[Extracted data]
"""
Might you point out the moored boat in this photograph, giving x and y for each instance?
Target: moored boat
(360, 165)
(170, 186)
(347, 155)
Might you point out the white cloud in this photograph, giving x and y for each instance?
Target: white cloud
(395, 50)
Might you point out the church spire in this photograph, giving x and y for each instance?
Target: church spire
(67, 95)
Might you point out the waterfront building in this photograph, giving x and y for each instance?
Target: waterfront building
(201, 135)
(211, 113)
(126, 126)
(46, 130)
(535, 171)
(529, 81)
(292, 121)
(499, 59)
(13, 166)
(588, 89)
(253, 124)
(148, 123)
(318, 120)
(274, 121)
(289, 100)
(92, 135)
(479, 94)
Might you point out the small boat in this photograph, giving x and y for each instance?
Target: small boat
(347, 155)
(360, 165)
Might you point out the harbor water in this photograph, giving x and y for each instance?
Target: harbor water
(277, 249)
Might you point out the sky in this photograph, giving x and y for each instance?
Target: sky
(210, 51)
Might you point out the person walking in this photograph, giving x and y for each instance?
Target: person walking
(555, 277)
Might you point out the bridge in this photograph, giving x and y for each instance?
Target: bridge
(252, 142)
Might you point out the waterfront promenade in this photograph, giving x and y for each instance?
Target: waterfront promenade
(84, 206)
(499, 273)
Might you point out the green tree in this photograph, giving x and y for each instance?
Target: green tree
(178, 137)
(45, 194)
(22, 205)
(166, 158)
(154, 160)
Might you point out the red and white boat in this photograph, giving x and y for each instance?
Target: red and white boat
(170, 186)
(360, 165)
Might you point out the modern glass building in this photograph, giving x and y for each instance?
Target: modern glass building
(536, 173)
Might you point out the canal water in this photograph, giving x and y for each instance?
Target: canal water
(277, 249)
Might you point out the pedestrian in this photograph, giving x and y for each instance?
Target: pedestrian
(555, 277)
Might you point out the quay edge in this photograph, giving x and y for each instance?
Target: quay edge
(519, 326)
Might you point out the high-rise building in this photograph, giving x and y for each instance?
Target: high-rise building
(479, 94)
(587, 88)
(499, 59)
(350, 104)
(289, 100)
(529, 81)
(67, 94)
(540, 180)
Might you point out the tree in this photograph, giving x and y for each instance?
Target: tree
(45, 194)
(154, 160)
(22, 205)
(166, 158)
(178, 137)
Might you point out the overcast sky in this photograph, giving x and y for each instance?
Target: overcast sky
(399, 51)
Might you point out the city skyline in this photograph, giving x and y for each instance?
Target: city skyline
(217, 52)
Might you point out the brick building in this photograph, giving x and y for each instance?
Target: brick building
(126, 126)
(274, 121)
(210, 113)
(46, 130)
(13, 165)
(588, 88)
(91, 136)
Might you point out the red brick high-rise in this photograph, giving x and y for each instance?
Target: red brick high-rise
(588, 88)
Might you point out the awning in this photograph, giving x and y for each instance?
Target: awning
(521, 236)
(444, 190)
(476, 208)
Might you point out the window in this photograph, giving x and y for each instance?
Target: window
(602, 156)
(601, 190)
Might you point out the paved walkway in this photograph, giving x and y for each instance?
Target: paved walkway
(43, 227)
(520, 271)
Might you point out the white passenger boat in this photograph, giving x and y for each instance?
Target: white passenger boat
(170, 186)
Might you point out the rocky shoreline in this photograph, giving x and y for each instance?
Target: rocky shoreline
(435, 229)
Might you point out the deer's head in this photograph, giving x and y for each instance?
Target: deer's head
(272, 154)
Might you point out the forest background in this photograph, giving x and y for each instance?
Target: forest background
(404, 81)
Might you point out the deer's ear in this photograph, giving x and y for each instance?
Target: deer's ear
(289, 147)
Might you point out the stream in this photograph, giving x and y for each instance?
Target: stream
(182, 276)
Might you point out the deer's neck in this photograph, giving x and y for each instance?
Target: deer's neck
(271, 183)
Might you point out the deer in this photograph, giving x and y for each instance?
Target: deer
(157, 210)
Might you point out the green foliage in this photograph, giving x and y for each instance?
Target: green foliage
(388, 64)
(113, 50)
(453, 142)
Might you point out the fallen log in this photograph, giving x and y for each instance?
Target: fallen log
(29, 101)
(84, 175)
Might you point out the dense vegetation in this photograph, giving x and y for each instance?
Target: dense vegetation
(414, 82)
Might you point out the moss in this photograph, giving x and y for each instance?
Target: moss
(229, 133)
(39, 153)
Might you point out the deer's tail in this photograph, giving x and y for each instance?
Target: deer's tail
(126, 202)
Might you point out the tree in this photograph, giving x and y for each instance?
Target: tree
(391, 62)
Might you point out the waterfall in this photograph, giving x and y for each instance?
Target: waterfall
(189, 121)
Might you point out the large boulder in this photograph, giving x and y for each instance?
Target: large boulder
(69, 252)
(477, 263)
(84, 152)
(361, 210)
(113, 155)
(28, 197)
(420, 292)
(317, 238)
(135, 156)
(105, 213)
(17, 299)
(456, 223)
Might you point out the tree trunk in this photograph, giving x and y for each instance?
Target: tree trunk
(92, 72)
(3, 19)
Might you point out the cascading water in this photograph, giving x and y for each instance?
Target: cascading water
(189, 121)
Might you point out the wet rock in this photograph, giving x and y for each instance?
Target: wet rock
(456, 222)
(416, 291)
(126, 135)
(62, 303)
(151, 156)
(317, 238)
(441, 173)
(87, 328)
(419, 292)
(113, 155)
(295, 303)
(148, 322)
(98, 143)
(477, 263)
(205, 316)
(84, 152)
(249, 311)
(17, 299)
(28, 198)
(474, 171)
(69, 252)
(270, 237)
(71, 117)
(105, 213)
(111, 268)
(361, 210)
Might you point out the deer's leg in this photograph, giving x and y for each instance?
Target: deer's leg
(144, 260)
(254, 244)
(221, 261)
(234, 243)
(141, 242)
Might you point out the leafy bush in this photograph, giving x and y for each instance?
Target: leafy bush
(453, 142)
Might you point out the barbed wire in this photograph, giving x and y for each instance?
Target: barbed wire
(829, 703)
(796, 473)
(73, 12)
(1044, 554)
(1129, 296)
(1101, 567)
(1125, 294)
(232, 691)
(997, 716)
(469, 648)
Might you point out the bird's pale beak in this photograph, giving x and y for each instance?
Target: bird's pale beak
"""
[Task to carry out] Look back over the material above and state how many lines hold the word "pale". Write the number and nothing else.

[Solution] 2